Rewrite the lines below as a numbered list, leaving out any blank lines.
--- start Records for the exercise ---
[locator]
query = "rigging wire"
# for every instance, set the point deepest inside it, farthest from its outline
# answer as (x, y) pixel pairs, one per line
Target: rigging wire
--- end Records for the exercise ---
Expected answer:
1. [locator]
2. query = "rigging wire"
3. # for every instance, set the point deepest inside it, farthest from its outline
4. # answer as (x, y) pixel pairs, one per line
5. Target: rigging wire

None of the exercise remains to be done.